• What this task involves: The answer must be an exact copy of every entry.

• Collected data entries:
|---|
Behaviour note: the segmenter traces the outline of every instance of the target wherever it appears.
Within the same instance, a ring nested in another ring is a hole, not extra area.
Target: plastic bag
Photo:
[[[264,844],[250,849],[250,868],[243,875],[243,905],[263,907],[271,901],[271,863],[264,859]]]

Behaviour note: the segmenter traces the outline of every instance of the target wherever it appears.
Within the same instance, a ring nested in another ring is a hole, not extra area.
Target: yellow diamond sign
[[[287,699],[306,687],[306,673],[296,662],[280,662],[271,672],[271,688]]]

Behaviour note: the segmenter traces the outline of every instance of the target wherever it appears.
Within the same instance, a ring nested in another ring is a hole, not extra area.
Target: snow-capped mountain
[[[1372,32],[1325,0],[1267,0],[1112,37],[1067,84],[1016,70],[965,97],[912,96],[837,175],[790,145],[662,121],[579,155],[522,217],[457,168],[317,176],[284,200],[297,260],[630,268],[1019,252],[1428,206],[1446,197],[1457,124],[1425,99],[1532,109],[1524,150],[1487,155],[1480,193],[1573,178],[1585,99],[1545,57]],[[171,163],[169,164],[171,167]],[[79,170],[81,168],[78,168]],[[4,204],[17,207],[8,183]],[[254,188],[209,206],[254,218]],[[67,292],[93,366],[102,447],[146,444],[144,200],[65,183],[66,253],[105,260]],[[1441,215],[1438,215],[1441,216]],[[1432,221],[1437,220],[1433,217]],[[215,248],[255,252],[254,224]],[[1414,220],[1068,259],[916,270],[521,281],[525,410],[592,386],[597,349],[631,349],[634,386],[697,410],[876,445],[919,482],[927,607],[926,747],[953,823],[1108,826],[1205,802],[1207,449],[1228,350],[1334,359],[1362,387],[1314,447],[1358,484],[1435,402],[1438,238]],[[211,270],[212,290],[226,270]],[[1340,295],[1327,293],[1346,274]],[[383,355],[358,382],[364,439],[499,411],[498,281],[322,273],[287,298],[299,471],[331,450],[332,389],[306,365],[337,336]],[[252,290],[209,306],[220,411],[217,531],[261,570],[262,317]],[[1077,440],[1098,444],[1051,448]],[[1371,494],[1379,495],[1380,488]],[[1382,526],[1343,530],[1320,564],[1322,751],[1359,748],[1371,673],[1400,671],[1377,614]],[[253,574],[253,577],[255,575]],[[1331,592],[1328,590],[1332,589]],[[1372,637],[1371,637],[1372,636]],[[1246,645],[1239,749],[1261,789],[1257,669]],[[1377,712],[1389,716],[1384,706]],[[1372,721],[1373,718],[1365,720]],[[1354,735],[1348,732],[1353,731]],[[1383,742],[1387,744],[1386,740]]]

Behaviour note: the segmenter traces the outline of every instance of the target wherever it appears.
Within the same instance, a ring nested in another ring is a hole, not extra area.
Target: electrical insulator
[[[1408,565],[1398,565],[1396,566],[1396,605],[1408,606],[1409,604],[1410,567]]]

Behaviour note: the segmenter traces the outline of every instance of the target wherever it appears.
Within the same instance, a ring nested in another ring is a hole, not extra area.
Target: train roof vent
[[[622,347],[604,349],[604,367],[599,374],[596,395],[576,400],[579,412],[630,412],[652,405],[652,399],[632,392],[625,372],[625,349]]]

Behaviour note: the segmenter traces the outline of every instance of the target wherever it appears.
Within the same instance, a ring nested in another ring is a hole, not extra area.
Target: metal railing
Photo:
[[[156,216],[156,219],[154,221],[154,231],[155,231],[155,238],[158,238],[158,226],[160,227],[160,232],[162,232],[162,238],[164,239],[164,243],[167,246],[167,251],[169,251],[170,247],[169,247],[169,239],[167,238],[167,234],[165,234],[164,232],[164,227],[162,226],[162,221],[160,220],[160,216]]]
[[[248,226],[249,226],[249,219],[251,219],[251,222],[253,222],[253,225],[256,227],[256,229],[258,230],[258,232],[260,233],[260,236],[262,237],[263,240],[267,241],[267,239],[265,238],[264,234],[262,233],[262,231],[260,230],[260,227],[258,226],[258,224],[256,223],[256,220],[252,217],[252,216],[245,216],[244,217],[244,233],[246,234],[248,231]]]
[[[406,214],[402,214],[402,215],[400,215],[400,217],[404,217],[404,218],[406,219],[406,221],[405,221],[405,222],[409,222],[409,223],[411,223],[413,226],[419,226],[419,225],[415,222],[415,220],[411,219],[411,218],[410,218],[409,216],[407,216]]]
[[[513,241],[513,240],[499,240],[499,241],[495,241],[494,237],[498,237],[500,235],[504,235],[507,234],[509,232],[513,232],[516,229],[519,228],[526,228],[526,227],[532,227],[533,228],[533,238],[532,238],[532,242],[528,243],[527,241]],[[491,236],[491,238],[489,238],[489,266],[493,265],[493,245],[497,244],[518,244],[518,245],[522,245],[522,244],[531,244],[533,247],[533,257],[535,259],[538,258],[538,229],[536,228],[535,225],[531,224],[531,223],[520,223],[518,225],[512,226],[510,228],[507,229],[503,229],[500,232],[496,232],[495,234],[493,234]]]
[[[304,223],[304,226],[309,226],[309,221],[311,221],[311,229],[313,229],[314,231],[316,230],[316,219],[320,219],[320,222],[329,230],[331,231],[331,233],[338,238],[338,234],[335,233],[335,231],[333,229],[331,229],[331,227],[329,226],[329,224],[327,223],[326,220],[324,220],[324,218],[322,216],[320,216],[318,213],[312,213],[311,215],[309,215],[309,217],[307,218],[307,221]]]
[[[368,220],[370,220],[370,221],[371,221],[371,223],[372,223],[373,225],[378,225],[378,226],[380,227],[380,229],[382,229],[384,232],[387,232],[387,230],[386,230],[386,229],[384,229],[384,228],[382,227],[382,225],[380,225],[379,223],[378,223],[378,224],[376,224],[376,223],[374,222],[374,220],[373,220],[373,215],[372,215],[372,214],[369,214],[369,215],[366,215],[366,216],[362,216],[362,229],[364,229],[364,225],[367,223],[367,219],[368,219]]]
|---|
• Response:
Behaviour note: the segmenter traces the outline of every instance of the target wherever it appears.
Within the same instance, a ring nested in another ring is a hole, not extra area.
Target: plastic bag
Photo:
[[[264,844],[250,849],[250,868],[243,875],[243,905],[263,907],[271,901],[271,863],[264,859]]]

Behaviour note: the segmenter traces the outline of every instance of the target wherever it appears.
Within the same instance, a ring nested in another ring is a hole, not extra area.
Target: yellow diamond sign
[[[287,699],[306,687],[306,673],[296,662],[280,662],[271,672],[271,688]]]

Behaviour note: the segmenter traces the outline of every instance of the target wherever it appears.
Within the same instance, a ring nested in another ring is a hole, not extra area.
Target: snow-capped mountain
[[[1372,32],[1325,0],[1267,0],[1112,37],[1067,84],[1016,70],[965,97],[912,96],[837,175],[790,145],[662,121],[579,155],[522,217],[457,168],[317,176],[284,200],[297,260],[630,268],[1019,252],[1428,206],[1446,197],[1457,124],[1425,99],[1532,109],[1524,150],[1487,155],[1480,193],[1573,178],[1585,99],[1545,57]],[[171,163],[169,164],[171,167]],[[79,170],[81,168],[78,168]],[[4,204],[17,207],[8,183]],[[254,188],[209,206],[254,218]],[[67,292],[93,366],[102,447],[146,444],[144,200],[65,183],[66,253],[105,260]],[[1441,215],[1438,215],[1441,216]],[[1432,221],[1437,220],[1433,217]],[[215,248],[255,252],[254,224]],[[1414,220],[1068,259],[916,270],[521,281],[525,410],[592,386],[597,349],[631,349],[634,386],[697,410],[876,445],[919,482],[927,607],[926,747],[953,823],[1108,826],[1205,802],[1207,449],[1228,350],[1334,359],[1362,387],[1314,447],[1358,484],[1435,402],[1438,238]],[[211,270],[212,290],[226,270]],[[1340,295],[1327,293],[1346,274]],[[383,355],[358,382],[364,439],[499,411],[498,281],[322,273],[287,298],[299,471],[331,450],[332,389],[306,365],[337,336]],[[252,290],[209,306],[220,411],[217,531],[261,570],[262,317]],[[1077,440],[1098,444],[1051,448]],[[1371,494],[1379,495],[1380,488]],[[1382,526],[1343,530],[1320,564],[1322,751],[1359,748],[1371,673],[1400,671],[1377,614]],[[253,574],[253,577],[255,575]],[[1331,592],[1328,590],[1332,589]],[[1372,637],[1371,637],[1372,636]],[[1246,645],[1239,749],[1261,789],[1257,669]],[[1377,712],[1389,716],[1384,706]],[[1372,721],[1373,718],[1365,720]],[[1354,735],[1348,732],[1353,731]],[[1383,742],[1387,744],[1386,740]]]

Behaviour note: the segmenter traces the outline of every instance of the target wherever it appears.
Within the same instance, a ring nested in another ring is a hole, not extra area.
Target: electrical insulator
[[[1408,565],[1398,565],[1396,566],[1396,605],[1408,606],[1409,604],[1410,567]]]

Behaviour note: the segmenter traces the outline of every instance of the target wherever it appears.
Within the same instance, a ring nested in another ring is a hole, not extra area.
Target: train roof vent
[[[622,347],[604,349],[604,367],[599,374],[596,395],[576,400],[579,412],[630,412],[652,405],[652,399],[632,392],[625,372],[625,349]]]

Behaviour note: the segmenter traces the outline of every instance of the target wherever it appears.
Within the same instance, a ring nested in another ring is a hole, not extra area.
Target: metal railing
Photo:
[[[156,216],[156,219],[154,221],[154,231],[155,231],[155,238],[158,238],[158,226],[160,227],[160,232],[162,232],[162,238],[164,239],[164,243],[167,246],[167,251],[169,251],[170,247],[169,247],[169,239],[167,238],[167,234],[165,234],[164,232],[164,227],[162,226],[162,221],[160,220],[160,216]]]
[[[248,226],[249,226],[249,219],[251,219],[251,222],[253,222],[253,225],[256,227],[256,229],[258,230],[258,232],[260,233],[260,236],[262,237],[263,240],[267,241],[267,239],[265,238],[264,234],[262,233],[262,231],[260,230],[260,227],[258,226],[258,224],[256,223],[256,220],[252,217],[252,216],[245,216],[244,217],[244,233],[246,234],[248,231]]]
[[[406,214],[402,214],[402,215],[400,215],[400,217],[404,217],[404,218],[406,219],[406,221],[405,221],[405,222],[409,222],[409,223],[411,223],[413,226],[419,226],[419,225],[415,222],[415,220],[411,219],[411,218],[410,218],[409,216],[407,216]]]
[[[513,241],[513,240],[499,240],[499,241],[495,241],[494,237],[498,237],[500,235],[504,235],[507,234],[509,232],[513,232],[516,229],[519,228],[526,228],[526,227],[532,227],[533,228],[533,238],[532,238],[532,242],[528,243],[527,241]],[[491,236],[491,238],[489,238],[489,266],[493,265],[493,245],[497,244],[518,244],[518,245],[522,245],[522,244],[531,244],[533,247],[533,257],[535,259],[538,258],[538,229],[536,228],[535,225],[531,224],[531,223],[520,223],[518,225],[512,226],[510,228],[507,229],[503,229],[500,232],[496,232],[495,234],[493,234]]]
[[[304,223],[304,226],[309,226],[309,221],[311,221],[311,229],[313,229],[314,231],[316,230],[316,219],[320,219],[320,222],[329,230],[331,231],[331,233],[338,238],[338,234],[335,233],[335,231],[333,229],[331,229],[331,227],[329,226],[329,224],[327,223],[326,220],[324,220],[324,218],[322,216],[320,216],[318,213],[312,213],[311,215],[309,215],[309,217],[307,218],[307,221]]]
[[[368,220],[370,220],[370,221],[371,221],[371,223],[372,223],[373,225],[378,225],[378,226],[380,227],[380,229],[382,229],[384,232],[387,232],[387,230],[386,230],[386,229],[384,229],[384,228],[382,227],[382,225],[380,225],[379,223],[378,223],[378,224],[376,224],[376,223],[374,222],[374,220],[373,220],[373,215],[372,215],[372,214],[369,214],[369,215],[366,215],[366,216],[362,216],[362,229],[364,229],[364,225],[367,223],[367,219],[368,219]]]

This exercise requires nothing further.